List each line of the material below that contains the string "bush".

● Dataset content:
--- Start ---
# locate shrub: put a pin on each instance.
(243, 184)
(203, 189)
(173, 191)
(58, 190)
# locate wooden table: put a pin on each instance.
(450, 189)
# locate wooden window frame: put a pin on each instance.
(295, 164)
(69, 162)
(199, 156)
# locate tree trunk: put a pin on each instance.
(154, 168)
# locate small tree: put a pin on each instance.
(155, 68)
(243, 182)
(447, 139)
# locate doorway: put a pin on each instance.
--- End ---
--- Start ---
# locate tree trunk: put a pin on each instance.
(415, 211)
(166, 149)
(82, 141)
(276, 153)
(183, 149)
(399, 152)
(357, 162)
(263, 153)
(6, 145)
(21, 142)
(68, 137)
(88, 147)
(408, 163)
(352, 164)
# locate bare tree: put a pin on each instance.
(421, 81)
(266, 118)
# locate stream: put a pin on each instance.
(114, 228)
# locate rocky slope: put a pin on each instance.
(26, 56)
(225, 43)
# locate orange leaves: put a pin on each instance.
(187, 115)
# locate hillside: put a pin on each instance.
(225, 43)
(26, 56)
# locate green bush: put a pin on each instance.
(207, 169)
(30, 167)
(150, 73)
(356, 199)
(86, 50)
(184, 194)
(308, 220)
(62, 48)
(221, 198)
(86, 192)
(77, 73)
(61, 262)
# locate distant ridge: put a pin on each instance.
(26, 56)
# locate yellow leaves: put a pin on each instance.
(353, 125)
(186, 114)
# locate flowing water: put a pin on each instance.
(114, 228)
--- End ---
--- Start ---
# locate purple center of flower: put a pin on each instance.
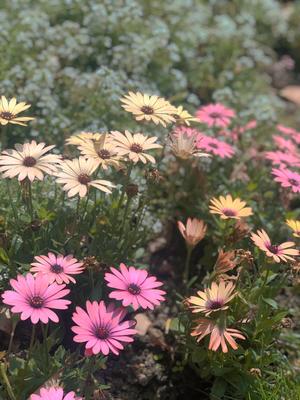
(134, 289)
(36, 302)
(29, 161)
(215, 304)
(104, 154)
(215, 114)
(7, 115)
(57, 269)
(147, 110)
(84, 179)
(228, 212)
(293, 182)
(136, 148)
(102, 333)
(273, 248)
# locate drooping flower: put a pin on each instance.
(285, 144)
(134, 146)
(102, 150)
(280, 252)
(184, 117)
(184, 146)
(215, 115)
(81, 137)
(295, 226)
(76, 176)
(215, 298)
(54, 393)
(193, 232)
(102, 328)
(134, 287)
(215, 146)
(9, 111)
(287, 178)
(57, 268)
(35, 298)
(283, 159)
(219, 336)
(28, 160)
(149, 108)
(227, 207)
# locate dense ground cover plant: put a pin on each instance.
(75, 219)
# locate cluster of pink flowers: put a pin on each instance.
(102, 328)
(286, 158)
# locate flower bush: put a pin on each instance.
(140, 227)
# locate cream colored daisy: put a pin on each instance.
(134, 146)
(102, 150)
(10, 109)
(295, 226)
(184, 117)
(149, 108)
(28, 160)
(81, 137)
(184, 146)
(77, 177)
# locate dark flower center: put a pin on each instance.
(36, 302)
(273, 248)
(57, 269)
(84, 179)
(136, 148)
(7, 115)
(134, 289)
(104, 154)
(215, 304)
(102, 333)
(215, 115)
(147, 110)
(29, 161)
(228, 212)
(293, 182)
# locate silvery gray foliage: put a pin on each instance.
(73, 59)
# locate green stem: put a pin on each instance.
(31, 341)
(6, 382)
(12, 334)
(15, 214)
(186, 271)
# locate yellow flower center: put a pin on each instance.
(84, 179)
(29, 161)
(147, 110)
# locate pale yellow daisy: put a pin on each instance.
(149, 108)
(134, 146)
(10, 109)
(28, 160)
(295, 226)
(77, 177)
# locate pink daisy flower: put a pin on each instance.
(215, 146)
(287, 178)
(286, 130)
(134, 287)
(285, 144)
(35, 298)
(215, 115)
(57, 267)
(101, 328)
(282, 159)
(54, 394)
--- End ---
● Exercise result:
# locate green bush: put a pin on each instance.
# locate flower bush: put a pin on each instance.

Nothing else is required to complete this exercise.